> ABOUT THIS EXERCISE
Would you tally how many lines in the records include the word "white"? Reply with the number only.

> EXERCISE MATERIAL
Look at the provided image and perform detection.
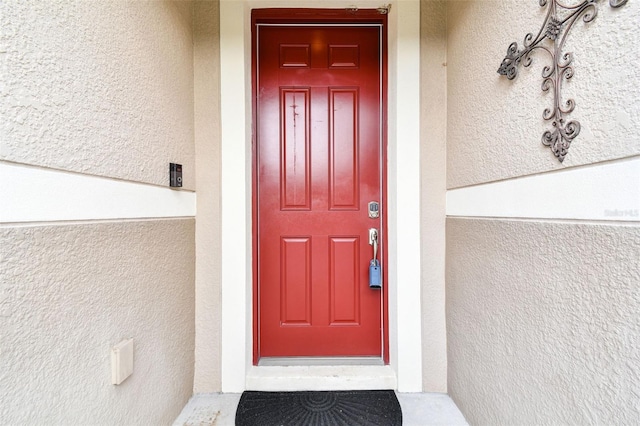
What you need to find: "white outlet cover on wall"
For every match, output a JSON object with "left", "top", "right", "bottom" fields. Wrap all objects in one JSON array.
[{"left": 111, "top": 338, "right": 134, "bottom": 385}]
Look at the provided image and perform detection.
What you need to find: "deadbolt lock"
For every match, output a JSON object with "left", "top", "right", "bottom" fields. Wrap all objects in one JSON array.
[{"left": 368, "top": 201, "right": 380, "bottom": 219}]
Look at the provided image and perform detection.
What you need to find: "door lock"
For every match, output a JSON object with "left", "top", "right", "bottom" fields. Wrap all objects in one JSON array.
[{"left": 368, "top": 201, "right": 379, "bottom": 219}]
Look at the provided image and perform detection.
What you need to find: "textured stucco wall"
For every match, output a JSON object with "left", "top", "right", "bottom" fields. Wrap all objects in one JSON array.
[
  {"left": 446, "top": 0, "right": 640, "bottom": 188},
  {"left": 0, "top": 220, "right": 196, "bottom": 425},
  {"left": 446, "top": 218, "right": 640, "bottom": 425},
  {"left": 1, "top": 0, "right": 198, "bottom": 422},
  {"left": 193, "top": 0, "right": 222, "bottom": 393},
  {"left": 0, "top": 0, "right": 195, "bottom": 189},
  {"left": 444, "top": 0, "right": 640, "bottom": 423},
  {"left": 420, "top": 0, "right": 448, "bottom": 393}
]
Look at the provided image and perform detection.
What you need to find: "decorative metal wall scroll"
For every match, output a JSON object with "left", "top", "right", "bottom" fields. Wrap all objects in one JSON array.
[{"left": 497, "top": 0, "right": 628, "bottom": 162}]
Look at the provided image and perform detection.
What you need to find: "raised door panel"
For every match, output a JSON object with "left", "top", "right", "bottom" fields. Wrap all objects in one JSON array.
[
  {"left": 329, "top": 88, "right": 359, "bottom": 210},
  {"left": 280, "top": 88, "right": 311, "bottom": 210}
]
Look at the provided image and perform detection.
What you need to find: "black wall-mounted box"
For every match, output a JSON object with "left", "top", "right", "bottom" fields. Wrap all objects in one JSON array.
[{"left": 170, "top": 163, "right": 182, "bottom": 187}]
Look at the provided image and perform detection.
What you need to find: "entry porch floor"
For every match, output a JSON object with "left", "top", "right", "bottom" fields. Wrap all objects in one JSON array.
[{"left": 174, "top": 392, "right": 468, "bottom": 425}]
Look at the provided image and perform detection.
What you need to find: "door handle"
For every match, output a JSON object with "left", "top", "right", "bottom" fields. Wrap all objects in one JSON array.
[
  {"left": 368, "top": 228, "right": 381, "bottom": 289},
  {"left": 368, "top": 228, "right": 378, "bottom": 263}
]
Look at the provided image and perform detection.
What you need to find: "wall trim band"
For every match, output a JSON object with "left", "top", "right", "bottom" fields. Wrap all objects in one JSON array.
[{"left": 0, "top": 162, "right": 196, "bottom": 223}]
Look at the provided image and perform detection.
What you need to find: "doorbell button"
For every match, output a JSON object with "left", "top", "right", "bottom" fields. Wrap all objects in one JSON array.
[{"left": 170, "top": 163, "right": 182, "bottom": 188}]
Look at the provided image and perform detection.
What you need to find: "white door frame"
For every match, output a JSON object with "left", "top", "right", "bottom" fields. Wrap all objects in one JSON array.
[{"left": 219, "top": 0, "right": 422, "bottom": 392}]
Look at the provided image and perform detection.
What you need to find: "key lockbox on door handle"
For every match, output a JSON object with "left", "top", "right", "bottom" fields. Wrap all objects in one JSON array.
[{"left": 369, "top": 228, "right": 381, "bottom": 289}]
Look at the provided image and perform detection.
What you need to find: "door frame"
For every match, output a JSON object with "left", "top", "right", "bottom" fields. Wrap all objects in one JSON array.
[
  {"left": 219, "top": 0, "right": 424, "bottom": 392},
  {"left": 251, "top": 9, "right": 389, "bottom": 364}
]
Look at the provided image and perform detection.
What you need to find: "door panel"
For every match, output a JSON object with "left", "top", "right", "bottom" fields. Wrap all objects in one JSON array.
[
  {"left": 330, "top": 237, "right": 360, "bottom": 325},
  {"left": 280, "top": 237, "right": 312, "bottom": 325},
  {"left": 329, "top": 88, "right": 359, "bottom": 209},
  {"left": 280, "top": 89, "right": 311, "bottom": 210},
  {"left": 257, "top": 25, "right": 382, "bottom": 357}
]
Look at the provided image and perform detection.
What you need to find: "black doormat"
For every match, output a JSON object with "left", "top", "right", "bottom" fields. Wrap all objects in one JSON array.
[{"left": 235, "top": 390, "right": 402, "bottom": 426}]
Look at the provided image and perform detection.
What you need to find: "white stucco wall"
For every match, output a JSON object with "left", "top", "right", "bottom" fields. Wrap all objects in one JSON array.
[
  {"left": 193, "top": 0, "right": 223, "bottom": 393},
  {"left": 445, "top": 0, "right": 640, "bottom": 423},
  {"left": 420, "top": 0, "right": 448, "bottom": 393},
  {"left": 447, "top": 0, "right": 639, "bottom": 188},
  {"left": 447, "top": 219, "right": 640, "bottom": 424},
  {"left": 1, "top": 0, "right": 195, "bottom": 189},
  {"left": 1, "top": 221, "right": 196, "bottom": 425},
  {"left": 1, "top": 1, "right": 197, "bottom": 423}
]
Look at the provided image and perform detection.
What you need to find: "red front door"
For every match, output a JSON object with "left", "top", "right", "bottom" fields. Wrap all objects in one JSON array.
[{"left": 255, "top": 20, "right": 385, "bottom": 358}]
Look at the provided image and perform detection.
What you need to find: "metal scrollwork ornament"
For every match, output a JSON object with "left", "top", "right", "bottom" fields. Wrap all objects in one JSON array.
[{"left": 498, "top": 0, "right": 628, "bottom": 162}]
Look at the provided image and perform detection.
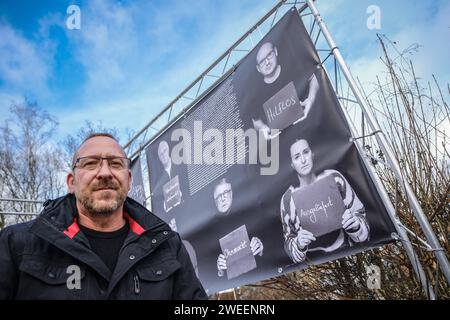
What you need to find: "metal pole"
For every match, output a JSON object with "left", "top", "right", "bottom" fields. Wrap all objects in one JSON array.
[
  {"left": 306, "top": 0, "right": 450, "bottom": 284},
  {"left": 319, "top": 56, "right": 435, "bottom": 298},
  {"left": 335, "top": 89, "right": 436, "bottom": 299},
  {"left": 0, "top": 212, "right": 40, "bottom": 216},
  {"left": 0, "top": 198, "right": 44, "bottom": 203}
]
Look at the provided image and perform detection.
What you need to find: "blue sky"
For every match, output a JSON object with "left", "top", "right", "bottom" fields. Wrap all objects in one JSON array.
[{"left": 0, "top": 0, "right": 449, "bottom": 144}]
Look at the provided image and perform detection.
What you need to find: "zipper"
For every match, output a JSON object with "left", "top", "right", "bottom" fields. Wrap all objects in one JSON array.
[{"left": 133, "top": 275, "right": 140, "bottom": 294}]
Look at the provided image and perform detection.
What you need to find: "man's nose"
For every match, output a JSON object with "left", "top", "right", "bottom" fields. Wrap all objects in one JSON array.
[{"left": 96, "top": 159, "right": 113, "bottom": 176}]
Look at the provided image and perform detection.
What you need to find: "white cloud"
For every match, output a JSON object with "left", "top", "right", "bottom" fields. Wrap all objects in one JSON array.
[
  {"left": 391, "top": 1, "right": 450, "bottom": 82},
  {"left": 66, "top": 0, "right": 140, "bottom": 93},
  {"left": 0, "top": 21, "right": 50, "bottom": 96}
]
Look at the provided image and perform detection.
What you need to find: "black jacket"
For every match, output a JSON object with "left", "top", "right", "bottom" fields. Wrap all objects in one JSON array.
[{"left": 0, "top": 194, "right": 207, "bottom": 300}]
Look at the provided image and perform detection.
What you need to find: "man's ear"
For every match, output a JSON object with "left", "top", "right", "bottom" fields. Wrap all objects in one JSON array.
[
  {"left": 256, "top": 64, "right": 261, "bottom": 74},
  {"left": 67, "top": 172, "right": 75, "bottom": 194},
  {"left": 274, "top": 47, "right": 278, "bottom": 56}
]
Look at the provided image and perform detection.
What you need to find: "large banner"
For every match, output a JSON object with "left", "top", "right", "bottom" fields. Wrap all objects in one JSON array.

> TASK ANSWER
4